** Start Supplied entries **
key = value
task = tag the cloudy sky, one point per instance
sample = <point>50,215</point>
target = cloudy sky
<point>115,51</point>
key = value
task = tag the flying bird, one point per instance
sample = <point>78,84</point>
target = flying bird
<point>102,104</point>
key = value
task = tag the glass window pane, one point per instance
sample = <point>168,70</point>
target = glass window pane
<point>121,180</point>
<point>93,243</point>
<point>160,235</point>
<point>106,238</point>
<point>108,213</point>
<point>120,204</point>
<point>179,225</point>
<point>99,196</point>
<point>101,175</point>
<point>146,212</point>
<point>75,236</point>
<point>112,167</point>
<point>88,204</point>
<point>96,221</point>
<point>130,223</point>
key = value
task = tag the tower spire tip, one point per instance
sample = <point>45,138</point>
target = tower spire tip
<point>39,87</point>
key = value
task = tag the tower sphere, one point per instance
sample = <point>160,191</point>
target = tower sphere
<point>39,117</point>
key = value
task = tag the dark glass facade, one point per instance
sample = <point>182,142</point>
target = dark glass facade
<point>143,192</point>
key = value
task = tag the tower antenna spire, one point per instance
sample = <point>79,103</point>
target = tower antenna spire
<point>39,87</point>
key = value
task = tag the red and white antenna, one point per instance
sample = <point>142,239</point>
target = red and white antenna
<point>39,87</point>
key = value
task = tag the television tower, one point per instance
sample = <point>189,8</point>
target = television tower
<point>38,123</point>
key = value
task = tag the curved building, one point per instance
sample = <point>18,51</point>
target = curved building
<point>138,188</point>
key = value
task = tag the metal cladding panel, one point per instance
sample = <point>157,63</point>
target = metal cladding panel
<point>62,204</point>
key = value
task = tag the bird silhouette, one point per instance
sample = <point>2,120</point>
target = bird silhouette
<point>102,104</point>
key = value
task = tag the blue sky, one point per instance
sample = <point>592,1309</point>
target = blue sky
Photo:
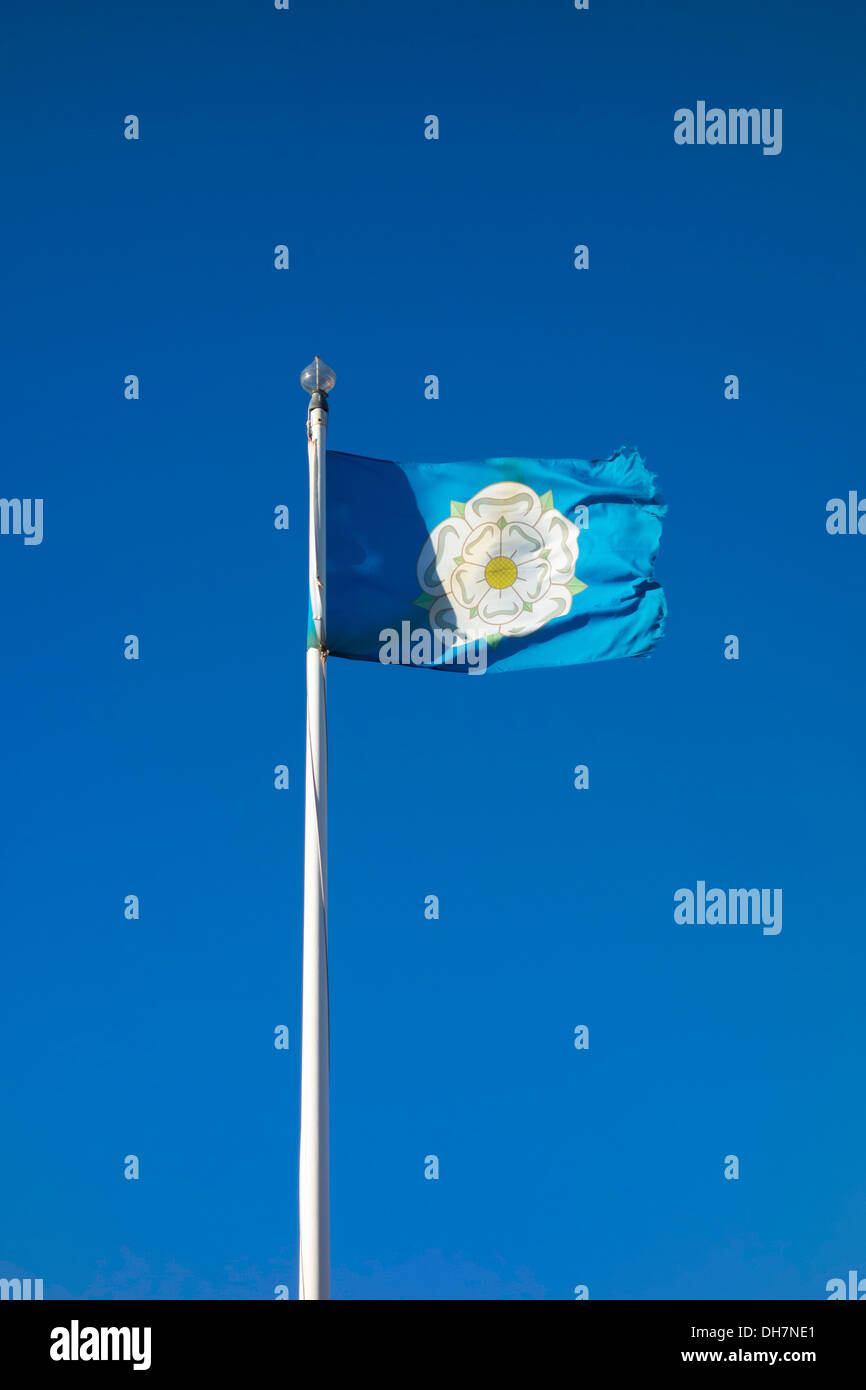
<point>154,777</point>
** End Supplied entries **
** Start Supplied entries **
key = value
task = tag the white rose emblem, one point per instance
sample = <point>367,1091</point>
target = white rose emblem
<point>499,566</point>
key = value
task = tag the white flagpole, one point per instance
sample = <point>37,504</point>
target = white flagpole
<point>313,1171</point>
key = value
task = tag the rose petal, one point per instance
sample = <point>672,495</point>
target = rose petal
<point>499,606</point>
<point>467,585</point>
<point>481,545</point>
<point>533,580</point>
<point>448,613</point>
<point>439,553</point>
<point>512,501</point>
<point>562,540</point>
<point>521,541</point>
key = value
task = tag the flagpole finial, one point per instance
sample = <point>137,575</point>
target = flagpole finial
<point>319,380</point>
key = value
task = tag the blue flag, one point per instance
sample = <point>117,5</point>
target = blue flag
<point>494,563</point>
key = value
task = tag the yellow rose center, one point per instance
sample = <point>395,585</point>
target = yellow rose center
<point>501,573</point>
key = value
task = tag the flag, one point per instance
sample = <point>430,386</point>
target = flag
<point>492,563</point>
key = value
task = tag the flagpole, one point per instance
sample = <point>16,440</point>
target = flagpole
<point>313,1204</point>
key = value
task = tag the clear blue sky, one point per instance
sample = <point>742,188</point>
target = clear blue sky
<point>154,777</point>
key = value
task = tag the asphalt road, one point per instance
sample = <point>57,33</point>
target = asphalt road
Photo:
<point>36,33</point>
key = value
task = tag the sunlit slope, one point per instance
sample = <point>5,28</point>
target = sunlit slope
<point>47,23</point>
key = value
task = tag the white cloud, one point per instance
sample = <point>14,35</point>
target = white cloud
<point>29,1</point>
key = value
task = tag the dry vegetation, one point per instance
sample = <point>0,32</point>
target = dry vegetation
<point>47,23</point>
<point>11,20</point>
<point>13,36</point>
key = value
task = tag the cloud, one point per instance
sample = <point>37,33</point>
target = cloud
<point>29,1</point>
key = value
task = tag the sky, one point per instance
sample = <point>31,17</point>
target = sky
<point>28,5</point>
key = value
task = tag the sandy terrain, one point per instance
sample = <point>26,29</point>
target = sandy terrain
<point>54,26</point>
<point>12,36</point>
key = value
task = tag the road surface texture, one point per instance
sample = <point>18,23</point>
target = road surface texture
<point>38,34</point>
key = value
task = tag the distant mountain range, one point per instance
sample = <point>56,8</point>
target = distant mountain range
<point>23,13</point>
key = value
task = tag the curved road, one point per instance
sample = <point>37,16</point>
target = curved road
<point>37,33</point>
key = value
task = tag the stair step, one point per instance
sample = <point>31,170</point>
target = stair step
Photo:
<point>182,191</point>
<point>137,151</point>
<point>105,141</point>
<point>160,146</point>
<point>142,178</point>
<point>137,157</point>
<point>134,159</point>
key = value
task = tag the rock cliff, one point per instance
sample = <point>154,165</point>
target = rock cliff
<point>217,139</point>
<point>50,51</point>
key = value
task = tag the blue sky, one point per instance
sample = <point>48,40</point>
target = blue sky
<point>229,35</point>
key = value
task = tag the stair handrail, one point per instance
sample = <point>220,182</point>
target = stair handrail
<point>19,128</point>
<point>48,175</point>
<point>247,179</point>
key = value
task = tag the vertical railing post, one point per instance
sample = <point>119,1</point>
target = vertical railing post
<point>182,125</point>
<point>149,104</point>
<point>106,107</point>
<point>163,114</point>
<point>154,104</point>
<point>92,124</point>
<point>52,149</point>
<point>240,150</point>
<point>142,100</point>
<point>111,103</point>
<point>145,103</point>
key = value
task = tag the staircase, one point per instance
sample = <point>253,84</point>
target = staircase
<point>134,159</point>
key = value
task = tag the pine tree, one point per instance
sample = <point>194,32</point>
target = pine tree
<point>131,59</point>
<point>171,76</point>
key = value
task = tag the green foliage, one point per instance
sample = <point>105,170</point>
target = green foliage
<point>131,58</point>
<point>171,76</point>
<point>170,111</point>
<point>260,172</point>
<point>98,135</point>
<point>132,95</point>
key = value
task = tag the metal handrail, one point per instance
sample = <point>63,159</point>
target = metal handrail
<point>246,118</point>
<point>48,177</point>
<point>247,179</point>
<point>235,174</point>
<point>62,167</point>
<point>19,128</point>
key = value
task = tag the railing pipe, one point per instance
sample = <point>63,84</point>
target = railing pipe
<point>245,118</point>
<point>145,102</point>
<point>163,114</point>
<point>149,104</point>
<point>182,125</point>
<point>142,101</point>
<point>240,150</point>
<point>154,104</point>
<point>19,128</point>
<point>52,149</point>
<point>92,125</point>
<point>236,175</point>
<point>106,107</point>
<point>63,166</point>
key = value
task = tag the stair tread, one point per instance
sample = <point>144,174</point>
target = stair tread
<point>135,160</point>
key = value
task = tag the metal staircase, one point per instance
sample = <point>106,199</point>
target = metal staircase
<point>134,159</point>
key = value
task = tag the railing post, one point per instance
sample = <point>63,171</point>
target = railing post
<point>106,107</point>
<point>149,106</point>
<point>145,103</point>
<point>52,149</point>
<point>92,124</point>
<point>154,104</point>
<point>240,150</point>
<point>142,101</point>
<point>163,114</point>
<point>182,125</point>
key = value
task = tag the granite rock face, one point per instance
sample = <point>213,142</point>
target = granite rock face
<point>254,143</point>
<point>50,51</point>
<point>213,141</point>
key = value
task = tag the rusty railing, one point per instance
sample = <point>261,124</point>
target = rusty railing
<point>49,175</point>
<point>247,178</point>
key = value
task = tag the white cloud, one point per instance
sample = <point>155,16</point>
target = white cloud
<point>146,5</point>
** End Supplied entries **
From the records, list every line that contains the word "cliff".

task = tag the rock cliff, one point per instance
target = rock cliff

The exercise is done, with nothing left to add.